**Extract to read:**
STEVEN L. PRINCE. Mr. Prince will be our Vice President and a member of our
Board of Directors effective as of the conclusion of the 10-day Period. Mr.
Prince is a petroleum engineer with over 13 years of operating experience in
conventional oil and gas drilling and in coal bed methane drilling and field
development. From 2003 to the present, Mr. Price has been a Senior Petroleum
Engineer for the Navajo Indian Nation. From 2001 to 2003, Mr. Price was an
Operations Manager with CBM Production Consultants. From 1997 to 2002, he served
as Executive Director of the Castle Valley Gas Producers Council, a gas industry
trade association. Previous positions also include Drilling Engineer with Shell
Western Exploration & Production; Operations Manager and Engineering Manager
with River Gas Corporation in which he played a significant role in developing
the Drunkard's Wash Field, one of the most successful coal bed methane fields in
the United States, located in Central Utah. Mr. Prince is a member of the
Society of Petroleum Engineers and the Rocky Mountain Association of Geologists.
Mr. Prince received his B.S. in Petroleum Engineering from Montana College of
Mining, Science and Technology in 1987. Mr. Prince is not an officer or director
or director of any other reporting company.

There is no family relationship between any of our officers or directors. There
are no orders, judgments, or decrees of any governmental agency or
administrator, or of any court of competent jurisdiction, revoking or suspending
for cause any license, permit or other authority to engage in the securities
business or in the sale of a particular security or temporarily or permanently
restraining any of our officers or directors from engaging in or continuing any
conduct, practice or employment in connection with the purchase or sale of
securities, or convicting such person of any felony or misdemeanor involving a
security, or any aspect of the securities business or of theft or of any felony.

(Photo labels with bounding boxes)
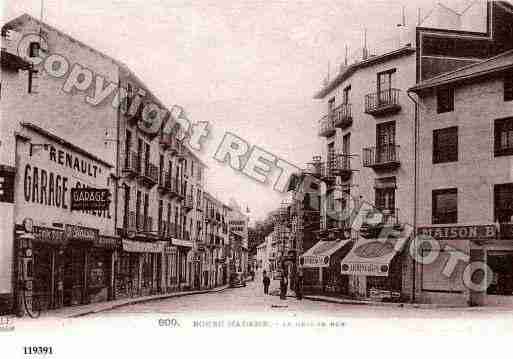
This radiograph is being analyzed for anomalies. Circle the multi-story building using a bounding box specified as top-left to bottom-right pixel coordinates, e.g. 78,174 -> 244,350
0,15 -> 228,311
304,1 -> 513,300
412,51 -> 513,305
0,15 -> 118,311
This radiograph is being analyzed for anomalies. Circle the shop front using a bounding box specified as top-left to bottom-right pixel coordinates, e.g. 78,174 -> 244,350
417,224 -> 513,306
121,239 -> 164,296
340,238 -> 408,301
26,225 -> 118,310
171,238 -> 193,290
299,239 -> 353,296
164,245 -> 179,293
11,123 -> 119,315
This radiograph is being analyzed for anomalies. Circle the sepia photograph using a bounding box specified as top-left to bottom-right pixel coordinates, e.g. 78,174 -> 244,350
0,0 -> 513,359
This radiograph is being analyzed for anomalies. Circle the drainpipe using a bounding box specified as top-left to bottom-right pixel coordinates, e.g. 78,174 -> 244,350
407,90 -> 419,303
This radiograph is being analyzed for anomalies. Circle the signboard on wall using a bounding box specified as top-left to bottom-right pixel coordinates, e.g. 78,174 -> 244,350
15,125 -> 114,235
0,165 -> 14,203
71,188 -> 110,211
418,224 -> 497,240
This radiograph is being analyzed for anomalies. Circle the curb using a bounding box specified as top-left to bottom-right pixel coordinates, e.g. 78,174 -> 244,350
69,285 -> 229,318
300,295 -> 448,309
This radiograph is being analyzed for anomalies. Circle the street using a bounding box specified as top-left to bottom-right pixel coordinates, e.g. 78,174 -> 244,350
88,276 -> 513,320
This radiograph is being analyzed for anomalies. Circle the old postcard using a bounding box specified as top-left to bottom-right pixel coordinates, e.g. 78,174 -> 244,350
0,0 -> 513,359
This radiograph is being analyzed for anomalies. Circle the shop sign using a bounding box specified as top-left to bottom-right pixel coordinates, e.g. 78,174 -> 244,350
123,239 -> 164,253
418,224 -> 497,240
71,187 -> 110,211
34,226 -> 66,244
64,224 -> 100,242
172,238 -> 193,248
164,246 -> 178,254
0,166 -> 14,203
300,256 -> 330,268
94,236 -> 119,249
341,263 -> 389,277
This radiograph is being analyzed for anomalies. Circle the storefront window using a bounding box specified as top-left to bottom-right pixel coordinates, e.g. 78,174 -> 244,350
486,251 -> 513,295
142,253 -> 153,288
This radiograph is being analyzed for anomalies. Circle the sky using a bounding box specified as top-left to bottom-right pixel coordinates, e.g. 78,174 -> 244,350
2,0 -> 474,224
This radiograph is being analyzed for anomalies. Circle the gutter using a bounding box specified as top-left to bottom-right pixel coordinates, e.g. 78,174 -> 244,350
406,90 -> 419,303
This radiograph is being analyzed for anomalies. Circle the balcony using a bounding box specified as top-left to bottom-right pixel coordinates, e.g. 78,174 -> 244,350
333,103 -> 353,129
160,133 -> 179,156
323,153 -> 353,182
123,151 -> 141,177
137,215 -> 153,233
319,113 -> 336,137
158,220 -> 169,239
139,162 -> 159,188
365,89 -> 401,117
183,194 -> 194,212
124,211 -> 137,233
158,172 -> 172,194
363,145 -> 401,171
305,156 -> 324,178
360,208 -> 401,238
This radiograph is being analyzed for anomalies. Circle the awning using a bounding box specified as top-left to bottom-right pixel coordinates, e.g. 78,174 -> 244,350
340,238 -> 408,277
123,239 -> 164,253
299,239 -> 351,268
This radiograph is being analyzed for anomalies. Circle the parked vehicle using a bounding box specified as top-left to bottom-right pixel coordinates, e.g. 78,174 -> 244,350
230,272 -> 246,288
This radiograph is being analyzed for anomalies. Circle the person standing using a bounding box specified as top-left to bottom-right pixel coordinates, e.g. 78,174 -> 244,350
262,271 -> 271,294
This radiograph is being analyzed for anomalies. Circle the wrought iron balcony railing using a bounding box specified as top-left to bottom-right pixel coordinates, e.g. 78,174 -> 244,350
333,103 -> 353,128
319,113 -> 336,137
140,162 -> 159,187
363,145 -> 401,170
123,151 -> 141,176
365,89 -> 401,116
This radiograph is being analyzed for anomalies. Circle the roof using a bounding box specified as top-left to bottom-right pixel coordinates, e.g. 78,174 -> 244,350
302,239 -> 351,257
314,46 -> 415,100
21,122 -> 114,168
1,49 -> 32,70
2,13 -> 208,168
408,50 -> 513,93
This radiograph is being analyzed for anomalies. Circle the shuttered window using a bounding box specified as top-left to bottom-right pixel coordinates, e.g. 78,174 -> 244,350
433,127 -> 458,163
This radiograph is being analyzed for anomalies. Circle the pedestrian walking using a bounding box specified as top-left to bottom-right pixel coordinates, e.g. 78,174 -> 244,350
262,271 -> 271,294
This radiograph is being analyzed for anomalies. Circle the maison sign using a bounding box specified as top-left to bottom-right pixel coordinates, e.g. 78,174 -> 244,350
71,187 -> 110,211
418,224 -> 497,240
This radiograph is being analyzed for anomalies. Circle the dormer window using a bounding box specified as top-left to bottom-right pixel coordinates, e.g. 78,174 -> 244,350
29,42 -> 41,57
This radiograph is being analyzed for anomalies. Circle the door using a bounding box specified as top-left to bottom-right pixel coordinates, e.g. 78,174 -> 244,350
376,121 -> 396,163
377,70 -> 395,105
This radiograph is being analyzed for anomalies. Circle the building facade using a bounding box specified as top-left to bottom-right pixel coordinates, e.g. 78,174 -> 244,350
413,51 -> 513,305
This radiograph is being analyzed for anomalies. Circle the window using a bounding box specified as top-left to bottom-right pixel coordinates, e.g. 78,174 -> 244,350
376,187 -> 395,211
377,69 -> 396,104
494,118 -> 513,156
123,185 -> 130,229
433,127 -> 458,163
436,87 -> 454,113
493,183 -> 513,223
328,97 -> 335,113
504,72 -> 513,101
157,200 -> 164,235
159,154 -> 164,186
28,70 -> 39,94
143,193 -> 151,232
342,86 -> 351,105
432,188 -> 458,224
135,191 -> 141,230
29,42 -> 41,57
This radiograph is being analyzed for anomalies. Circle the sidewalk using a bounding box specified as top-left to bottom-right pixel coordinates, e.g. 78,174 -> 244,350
40,285 -> 228,318
271,287 -> 448,309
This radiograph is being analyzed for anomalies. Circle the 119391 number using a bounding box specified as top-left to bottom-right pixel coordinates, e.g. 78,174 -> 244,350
23,346 -> 53,355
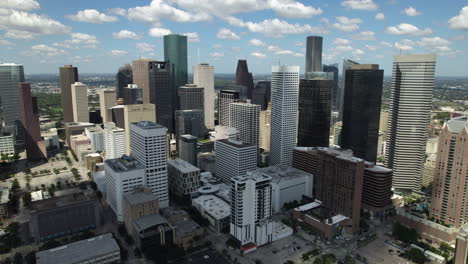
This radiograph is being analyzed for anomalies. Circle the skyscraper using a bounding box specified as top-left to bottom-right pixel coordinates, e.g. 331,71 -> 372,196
164,34 -> 188,109
229,103 -> 260,147
430,117 -> 468,228
130,121 -> 169,208
0,63 -> 24,145
236,60 -> 254,99
218,90 -> 239,126
71,82 -> 89,122
193,63 -> 216,129
60,65 -> 78,123
305,36 -> 323,72
18,83 -> 47,160
115,64 -> 133,100
270,65 -> 299,165
385,54 -> 436,192
298,78 -> 333,147
178,84 -> 205,111
340,64 -> 384,162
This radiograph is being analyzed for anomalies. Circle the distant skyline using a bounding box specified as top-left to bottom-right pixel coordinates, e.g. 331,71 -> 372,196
0,0 -> 468,76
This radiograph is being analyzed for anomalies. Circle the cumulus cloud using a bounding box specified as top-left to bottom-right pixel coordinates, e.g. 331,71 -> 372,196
248,39 -> 266,47
148,27 -> 171,38
385,23 -> 432,36
353,31 -> 375,40
67,9 -> 117,24
112,29 -> 141,39
250,52 -> 266,59
110,50 -> 128,57
341,0 -> 379,11
449,6 -> 468,30
216,28 -> 240,40
332,16 -> 362,32
403,6 -> 422,16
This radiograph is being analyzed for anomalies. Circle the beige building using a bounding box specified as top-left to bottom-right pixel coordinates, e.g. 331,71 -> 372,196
123,186 -> 159,234
71,82 -> 89,122
99,89 -> 117,124
122,104 -> 156,155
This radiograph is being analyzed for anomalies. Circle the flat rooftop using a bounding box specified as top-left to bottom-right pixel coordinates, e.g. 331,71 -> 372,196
36,233 -> 120,264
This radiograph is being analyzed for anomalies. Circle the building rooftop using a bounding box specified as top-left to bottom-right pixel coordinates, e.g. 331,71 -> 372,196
192,194 -> 231,220
36,233 -> 120,264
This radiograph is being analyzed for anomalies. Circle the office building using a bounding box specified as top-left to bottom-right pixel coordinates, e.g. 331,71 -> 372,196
270,65 -> 299,165
130,121 -> 169,208
305,36 -> 323,73
215,139 -> 257,183
115,64 -> 133,98
104,122 -> 126,159
60,65 -> 78,123
104,155 -> 145,222
167,159 -> 200,200
340,64 -> 384,162
297,78 -> 333,147
323,63 -> 339,110
385,54 -> 436,192
177,135 -> 198,166
430,117 -> 468,228
218,90 -> 239,126
99,89 -> 117,123
85,126 -> 106,152
18,83 -> 47,160
29,192 -> 102,243
236,60 -> 254,99
36,233 -> 120,264
71,82 -> 89,122
193,63 -> 216,129
123,84 -> 143,104
178,84 -> 205,111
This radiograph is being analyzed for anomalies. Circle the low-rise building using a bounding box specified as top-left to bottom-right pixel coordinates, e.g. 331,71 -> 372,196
192,194 -> 231,232
36,233 -> 120,264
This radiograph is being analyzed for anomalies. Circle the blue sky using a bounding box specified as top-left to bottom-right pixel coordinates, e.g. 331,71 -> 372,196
0,0 -> 468,76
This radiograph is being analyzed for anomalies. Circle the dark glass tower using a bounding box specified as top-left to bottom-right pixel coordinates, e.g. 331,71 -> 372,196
115,64 -> 133,100
297,78 -> 333,147
236,60 -> 254,99
341,64 -> 384,162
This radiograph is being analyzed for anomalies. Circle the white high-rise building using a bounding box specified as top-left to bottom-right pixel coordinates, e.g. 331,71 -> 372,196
193,63 -> 215,129
130,121 -> 169,208
104,155 -> 145,222
104,122 -> 125,159
215,139 -> 257,183
230,174 -> 274,248
229,103 -> 260,147
385,54 -> 436,192
71,82 -> 89,122
270,65 -> 299,166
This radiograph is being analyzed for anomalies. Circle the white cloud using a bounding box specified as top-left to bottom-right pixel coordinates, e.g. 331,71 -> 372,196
183,32 -> 200,42
0,8 -> 70,39
1,0 -> 40,11
333,38 -> 351,45
403,6 -> 422,16
385,23 -> 432,36
374,13 -> 385,20
110,50 -> 128,57
353,31 -> 375,40
112,29 -> 141,39
332,16 -> 362,32
250,52 -> 266,59
449,6 -> 468,30
341,0 -> 379,11
67,9 -> 117,24
216,28 -> 240,40
248,39 -> 266,47
148,27 -> 171,38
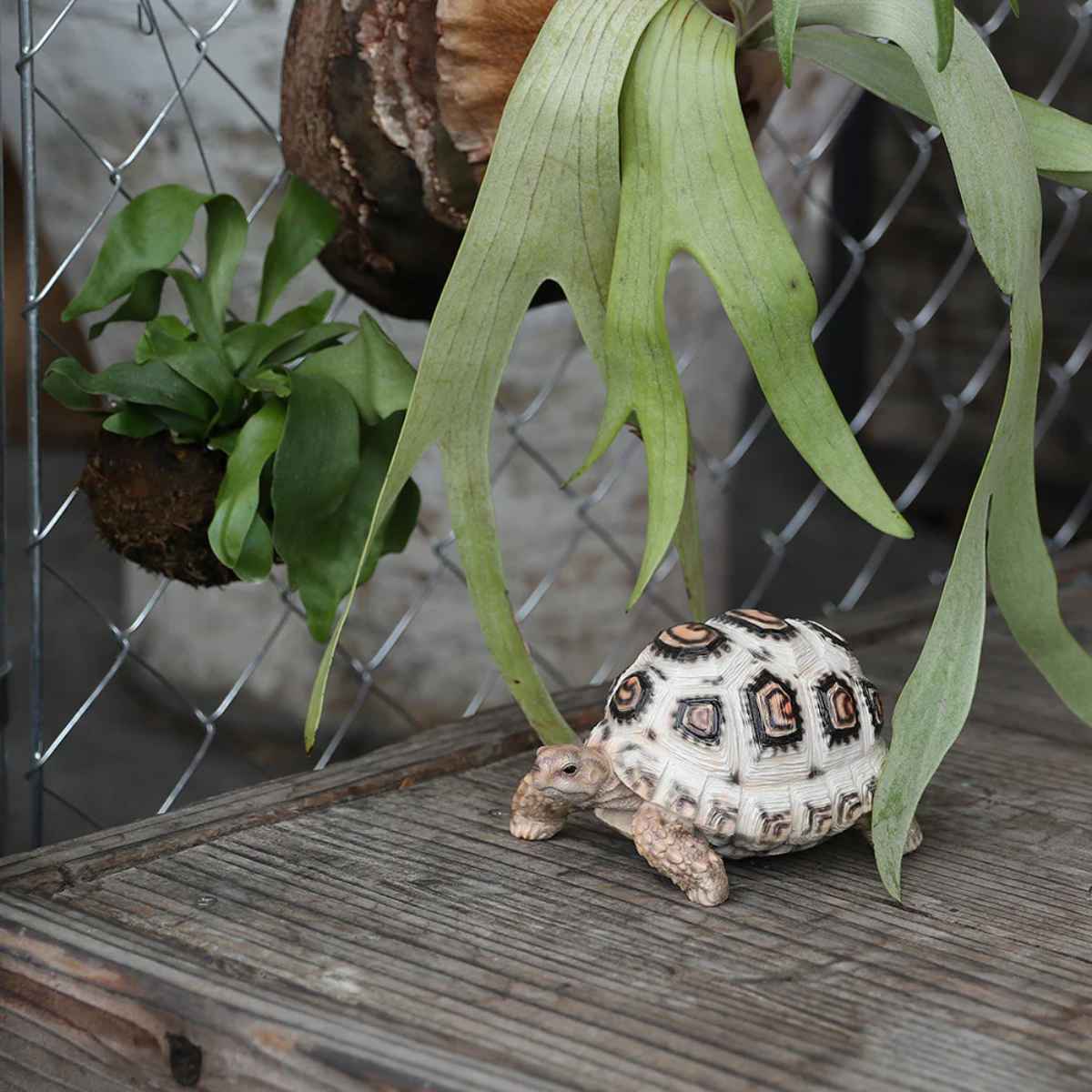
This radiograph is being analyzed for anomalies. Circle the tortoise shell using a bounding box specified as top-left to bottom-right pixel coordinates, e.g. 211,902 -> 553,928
589,610 -> 885,857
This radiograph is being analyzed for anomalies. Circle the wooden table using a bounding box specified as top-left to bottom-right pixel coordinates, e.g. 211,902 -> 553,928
0,579 -> 1092,1092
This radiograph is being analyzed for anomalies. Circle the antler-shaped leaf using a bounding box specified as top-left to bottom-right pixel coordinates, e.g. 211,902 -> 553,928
782,0 -> 1092,897
777,26 -> 1092,190
305,0 -> 662,746
585,0 -> 911,605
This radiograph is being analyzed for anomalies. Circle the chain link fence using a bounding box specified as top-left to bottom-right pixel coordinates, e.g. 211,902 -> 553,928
0,0 -> 1092,848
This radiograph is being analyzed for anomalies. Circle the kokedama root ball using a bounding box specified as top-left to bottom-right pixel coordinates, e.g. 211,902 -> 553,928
80,430 -> 238,588
280,0 -> 781,318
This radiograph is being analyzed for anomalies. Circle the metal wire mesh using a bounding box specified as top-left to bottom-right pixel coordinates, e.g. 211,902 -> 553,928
10,0 -> 1092,843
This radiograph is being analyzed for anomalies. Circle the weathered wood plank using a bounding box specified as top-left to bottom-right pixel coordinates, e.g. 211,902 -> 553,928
0,563 -> 1092,1092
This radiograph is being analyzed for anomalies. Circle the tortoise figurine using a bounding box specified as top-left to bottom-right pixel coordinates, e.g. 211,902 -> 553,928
511,610 -> 922,906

**To-do list:**
A) Translate this sentence from the profile of Steven L. Prince into Spanish: "Mr. Prince is a member of the Society of Petroleum Engineers and the Rocky Mountain Association of Geologists."
B) Carry on the profile of Steven L. Prince and the company's officers and directors, starting right after its last sentence.
The data has nothing to do with what you need to do here.

**Answers by task:**
A) El Sr. Prince es miembro de la Society of Petroleum Engineers y de la Rocky Mountain Association of Geologists.

B)
Nor are any of the officers or directors of any corporation or entity affiliated
with us so enjoined.



COMMITTEES

The Company does not have any standing audit, nominating, or compensation
committees of the Board, or committees performing similar functions. Meetings of
the Board of Directors The Board did not hold any meetings during the fiscal
year ended December 31, 2002 or through the current date. However, during such
year, the Board of Directors took action by Unanimous Written Consent on four
separate occasions.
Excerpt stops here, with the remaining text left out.